Required task 1> Convert part of the listing below into a two-column CSV with the headers request and answer, one row for each request. Begin at the listing line that contains "Expected: for every instance of the blue" and stop after the line that contains "x=920 y=271". Put each request's text and its answer in one quoted field apiece, with line breaks replaced by spaces.

Text segment>

Nobody to Blame But Themselves

Saturday, July 8, 2006
By The Gonzman

I’ve written on “rights” before. Let me recap the two things I regard as being necessary for one to say “I have a right to______________”

  • 1: It can obligate nobody to action.
  • 2: It can be exercised with discretion.

An example: You have the right to freely give your political opinion on a subject. I am not obligated to listen, and you are not obligated to clear your opinion with government censors, or get a permit or license to speak.

Just bear with me. I’m laying groundwork.

You have no right to marry. Marriage is not a right, it is a privilege. If you get a marriage license it is the obligation of some governmental functionary, at least, to marry you; and you have to get their permission and meet certain qualifications, which vary in specifics from jurisdiction to jurisdiction. Argue “The way it ought to be” in all utopian myopia, but I repeat: it is not a right, it is a privilege. You need a license, and it lays obligations on people. As an employer it lays an obligation on me in certain cases to extend insurance coverage, for example, so it most certainly *IS* my business. Since I don’t want to have to extend coverage for your fourteen wives and NFL sized roster of kids, it is in my interest to argue against recognized polygamy.

Now we have the lavender lobby whining piteously over the recent decisions in NY and GA over gay marriage. And a more agonizing litany of woe you will never hear. “I thought this was AMERICA! What about my rights? It’s Discrimatory! Alas, alack, ochone, ochone, it is the end of that evil capitalist western civilization as we know it!(Gonz: Thought that was the point? Ah, I’m being catty. Meow. Pray continue.) How could this happen here? What right do they have to do this? Who gave them the power to step into private lives and…”

I’ll interrupt now, and answer that question. And that answer would be “The Collective ‘You.’”

See – once upon a time marriage was ruled by custom; it was a social thing. Being a religious sacrament, to get married, you went to the church of your choice and met with the pastor, met the qualifications of that church, and did the ceremony. Afterwards you began living as husband and wife with the approbation of the community, and may have notified the government of what you had done if there were legal and property issues. If you divorced, and there were issues, and the courts had to step in, they regarded it as a verbal contract, and assigned fault when they disposed of community property. Otherwise you worked it out among yourselves. The key is, you did not ask permission of the government to do so. You did not get a permit. You did not get a license. And if someone decided they didn’t feel you were really married, and disassociated from you, you had another set of decisions to make; appease them or not, for one.

Data to process>
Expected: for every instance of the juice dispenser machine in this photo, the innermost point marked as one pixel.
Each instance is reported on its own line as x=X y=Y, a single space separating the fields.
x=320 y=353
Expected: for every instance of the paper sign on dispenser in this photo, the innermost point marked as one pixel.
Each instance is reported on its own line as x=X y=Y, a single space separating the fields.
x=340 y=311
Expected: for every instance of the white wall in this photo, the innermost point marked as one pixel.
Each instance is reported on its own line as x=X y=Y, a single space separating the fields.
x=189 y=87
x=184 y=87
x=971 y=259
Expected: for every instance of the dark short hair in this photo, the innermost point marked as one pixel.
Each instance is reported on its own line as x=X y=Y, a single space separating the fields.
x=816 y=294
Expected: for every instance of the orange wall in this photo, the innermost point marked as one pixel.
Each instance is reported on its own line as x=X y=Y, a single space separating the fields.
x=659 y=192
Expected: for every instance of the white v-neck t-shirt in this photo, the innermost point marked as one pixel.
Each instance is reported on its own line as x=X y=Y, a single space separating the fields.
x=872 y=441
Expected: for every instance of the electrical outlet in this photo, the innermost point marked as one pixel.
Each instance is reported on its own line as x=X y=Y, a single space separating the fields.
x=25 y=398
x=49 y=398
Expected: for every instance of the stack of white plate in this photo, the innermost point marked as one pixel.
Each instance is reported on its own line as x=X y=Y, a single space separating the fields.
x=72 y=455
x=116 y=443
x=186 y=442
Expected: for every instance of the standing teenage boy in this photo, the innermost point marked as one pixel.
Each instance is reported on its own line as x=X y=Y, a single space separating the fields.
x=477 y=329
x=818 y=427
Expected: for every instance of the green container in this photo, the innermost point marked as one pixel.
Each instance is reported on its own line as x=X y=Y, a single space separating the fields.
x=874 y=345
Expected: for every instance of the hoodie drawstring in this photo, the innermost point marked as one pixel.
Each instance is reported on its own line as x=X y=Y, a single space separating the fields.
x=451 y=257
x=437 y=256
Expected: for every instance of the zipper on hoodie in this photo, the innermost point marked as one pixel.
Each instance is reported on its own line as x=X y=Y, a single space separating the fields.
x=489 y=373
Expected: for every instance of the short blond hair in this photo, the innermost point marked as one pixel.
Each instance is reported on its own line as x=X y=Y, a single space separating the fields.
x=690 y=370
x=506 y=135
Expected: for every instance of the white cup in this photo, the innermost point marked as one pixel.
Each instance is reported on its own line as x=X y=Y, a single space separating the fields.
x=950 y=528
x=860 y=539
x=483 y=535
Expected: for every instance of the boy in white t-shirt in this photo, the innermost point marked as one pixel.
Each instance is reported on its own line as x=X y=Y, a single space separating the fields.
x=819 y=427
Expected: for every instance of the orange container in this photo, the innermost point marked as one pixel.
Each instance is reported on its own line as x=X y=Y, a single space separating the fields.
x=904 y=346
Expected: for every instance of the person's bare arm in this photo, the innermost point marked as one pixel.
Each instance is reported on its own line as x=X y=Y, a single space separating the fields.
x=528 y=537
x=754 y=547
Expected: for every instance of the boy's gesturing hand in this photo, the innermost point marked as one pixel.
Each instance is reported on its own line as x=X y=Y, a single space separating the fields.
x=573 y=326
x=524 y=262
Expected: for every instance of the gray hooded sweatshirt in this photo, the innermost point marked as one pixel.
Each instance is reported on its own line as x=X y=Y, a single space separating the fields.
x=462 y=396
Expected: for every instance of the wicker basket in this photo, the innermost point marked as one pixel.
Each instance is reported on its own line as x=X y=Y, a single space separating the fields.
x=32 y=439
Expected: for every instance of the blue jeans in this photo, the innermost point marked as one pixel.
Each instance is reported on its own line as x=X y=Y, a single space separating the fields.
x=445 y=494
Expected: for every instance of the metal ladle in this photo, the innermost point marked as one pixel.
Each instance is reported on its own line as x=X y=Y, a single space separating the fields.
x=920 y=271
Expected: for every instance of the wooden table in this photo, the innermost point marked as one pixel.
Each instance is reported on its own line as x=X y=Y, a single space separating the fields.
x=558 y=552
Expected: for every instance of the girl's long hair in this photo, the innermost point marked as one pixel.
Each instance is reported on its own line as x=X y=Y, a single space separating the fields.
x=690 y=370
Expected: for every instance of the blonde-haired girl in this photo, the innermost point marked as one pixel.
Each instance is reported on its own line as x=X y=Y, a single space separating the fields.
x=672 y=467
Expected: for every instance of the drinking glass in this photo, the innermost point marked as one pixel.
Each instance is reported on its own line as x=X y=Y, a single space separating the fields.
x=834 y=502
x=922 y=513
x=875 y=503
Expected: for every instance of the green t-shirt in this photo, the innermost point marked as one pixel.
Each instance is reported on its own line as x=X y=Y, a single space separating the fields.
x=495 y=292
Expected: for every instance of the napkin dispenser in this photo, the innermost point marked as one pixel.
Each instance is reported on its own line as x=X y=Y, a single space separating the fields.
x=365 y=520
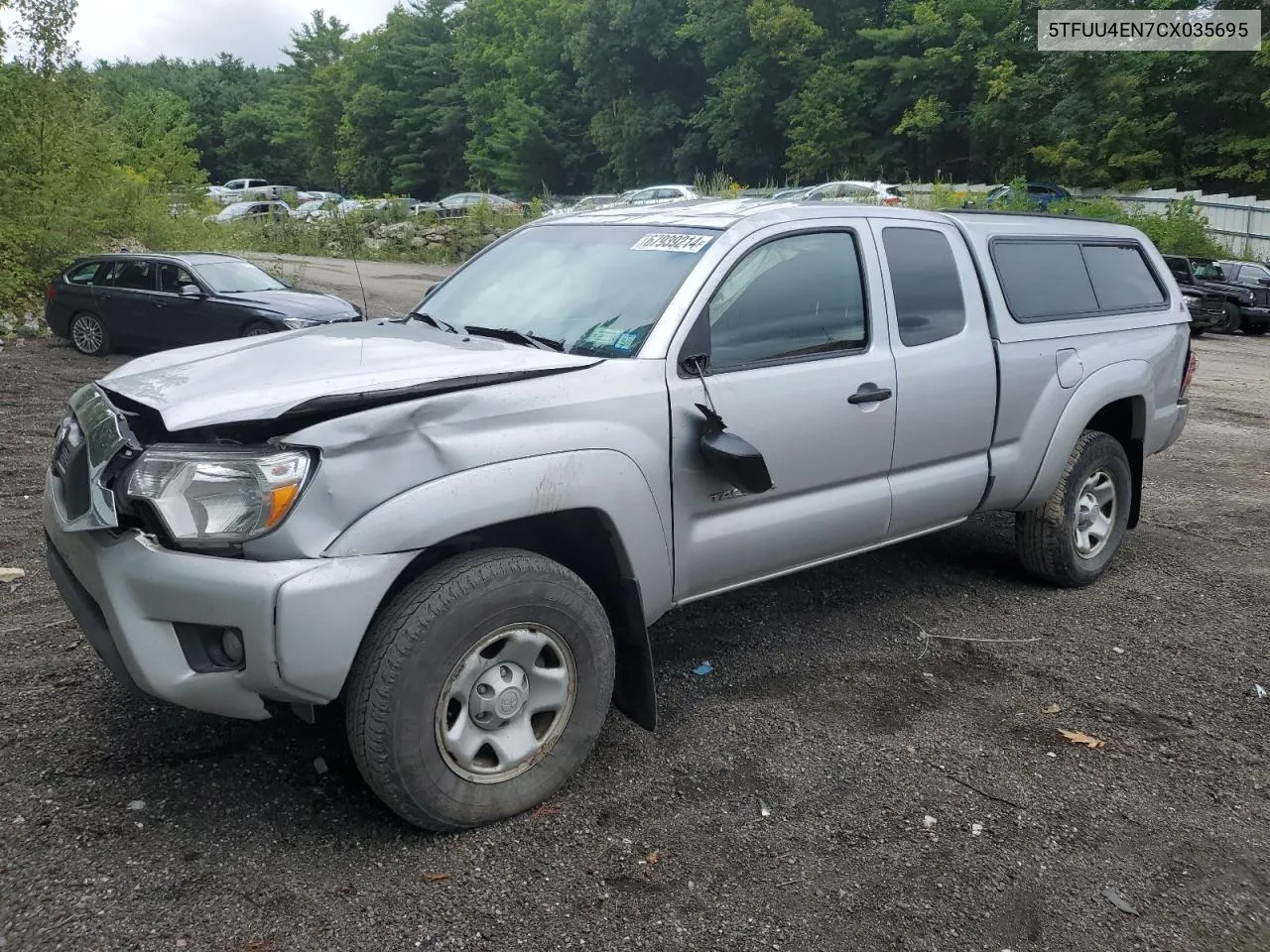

Required task 2> In the post on rights and marriage, what two conditions does the writer require before someone can claim a right to something?

Output 1>
request,answer
"Expected: for every instance of the blue jeans in this photo, the innermost point marked as one pixel. Each instance is reported on its own line as x=X y=Y, a single space separating the fields.","x=445 y=494"
"Expected: for every instance of the metal ladle in this photo, the innermost point marked as one pixel. Each instance is reported on its own line as x=X y=Y, a single space separating the fields.","x=920 y=271"

Output 2> It can obligate nobody to action, and it can be exercised with discretion.